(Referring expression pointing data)
***

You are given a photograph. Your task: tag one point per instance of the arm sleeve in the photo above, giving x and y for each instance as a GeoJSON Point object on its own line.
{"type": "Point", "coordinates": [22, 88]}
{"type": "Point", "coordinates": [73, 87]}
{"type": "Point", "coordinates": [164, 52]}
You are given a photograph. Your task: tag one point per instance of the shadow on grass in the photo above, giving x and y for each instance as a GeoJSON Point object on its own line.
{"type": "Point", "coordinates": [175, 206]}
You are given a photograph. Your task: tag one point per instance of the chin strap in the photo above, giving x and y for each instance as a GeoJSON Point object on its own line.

***

Required work
Set down exactly what runs from the line with "of the shadow" to the last line of the data above, including both of those lines and no others.

The completed task
You are given a photograph. Your task: tag one point per instance of the shadow on grass in the photo above, giving x and y for each instance as a GeoJSON Point object on its own line.
{"type": "Point", "coordinates": [175, 206]}
You are given a photograph. Your task: tag one point per instance of the chin strap in the photo above, giving x and y for each instance as a GeoJSON Point object on its own line.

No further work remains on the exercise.